→ **PROBLEM DETAILS**
Print every one of the following entries verbatim, with each line reproduced character for character.

→ **DATA FOR THIS EXERCISE**
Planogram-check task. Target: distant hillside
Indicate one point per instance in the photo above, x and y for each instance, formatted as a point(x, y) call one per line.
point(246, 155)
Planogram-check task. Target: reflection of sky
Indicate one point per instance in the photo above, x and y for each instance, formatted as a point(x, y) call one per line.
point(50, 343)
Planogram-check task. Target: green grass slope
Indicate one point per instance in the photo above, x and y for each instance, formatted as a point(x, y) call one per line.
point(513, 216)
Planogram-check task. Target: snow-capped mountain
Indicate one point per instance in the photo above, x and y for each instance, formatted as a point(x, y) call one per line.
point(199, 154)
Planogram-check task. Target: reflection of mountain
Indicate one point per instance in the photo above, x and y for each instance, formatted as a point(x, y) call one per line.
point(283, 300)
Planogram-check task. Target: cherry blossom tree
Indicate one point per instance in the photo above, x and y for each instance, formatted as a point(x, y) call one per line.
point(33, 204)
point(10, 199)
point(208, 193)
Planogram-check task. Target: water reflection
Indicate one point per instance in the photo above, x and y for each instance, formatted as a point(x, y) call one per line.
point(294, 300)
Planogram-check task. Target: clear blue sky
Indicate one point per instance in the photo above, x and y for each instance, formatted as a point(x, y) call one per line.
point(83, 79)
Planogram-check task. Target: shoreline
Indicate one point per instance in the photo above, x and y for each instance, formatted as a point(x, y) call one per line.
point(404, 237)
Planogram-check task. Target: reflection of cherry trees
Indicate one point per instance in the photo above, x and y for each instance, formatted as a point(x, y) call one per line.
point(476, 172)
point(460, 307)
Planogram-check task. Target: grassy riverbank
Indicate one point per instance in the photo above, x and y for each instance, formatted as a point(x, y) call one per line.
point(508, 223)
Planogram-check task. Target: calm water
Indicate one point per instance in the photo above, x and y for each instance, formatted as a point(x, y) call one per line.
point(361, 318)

→ **EXERCISE SOLUTION**
Planogram-check task. Target: distant hillside
Indicate one point per instance in the photo above, x and y for each instance, formatted as a point(x, y) call one per line.
point(246, 155)
Planogram-check task. Target: reflection of sky
Indicate one point per instance in the photo above, x and y for each instance, formatted as a point(x, y) call one per line.
point(50, 343)
Planogram-check task. Target: green grass slope
Indicate one point per instance in the photo above, x and y for each instance, formatted as a point(x, y) call one per line.
point(513, 216)
Planogram-check task. Target: snow-capped mountain
Indicate one point per instance in the photo above, x and y for each instance, formatted as a point(x, y) call one per line.
point(199, 154)
Planogram-check task. Target: reflection of mountain
Indicate one point per instance in the photo above, x and y for each instance, formatted as a point(x, y) call one per line.
point(283, 300)
Planogram-check task. Target: cherry blossom tree
Indicate one point per instance in the photo above, x and y for each instance, formatted as a point(x, y) call one per line.
point(33, 204)
point(10, 199)
point(208, 193)
Planogram-check task. Target: water reflection
Indicate one point per instance in the photo above, x and y for each instance, formatted as a point(x, y) call one per line.
point(294, 300)
Planogram-check task. Target: clear blue sky
Indicate one point per instance in the photo above, x and y for each instance, formatted as a point(x, y) call one per line.
point(83, 79)
Planogram-check task. Target: shoreline
Indicate one point per instance in the photo above, x and y for each instance, formatted as a point(x, y) call one per line.
point(404, 237)
Planogram-check task. Target: reflection of cherry trees
Indicate one point per instance in the photo above, x and y for each instance, formatted as a point(x, y) call one per line.
point(476, 172)
point(460, 307)
Planogram-check task. Target: grassy riverbank
Indicate one point per instance in the photo above, x and y for each instance, formatted as a point(x, y) call one per line.
point(508, 223)
Planogram-check task. Target: calm water
Indicate one point per instance in the photo above, x and y for each instance, formatted as a point(x, y) call one per line.
point(361, 318)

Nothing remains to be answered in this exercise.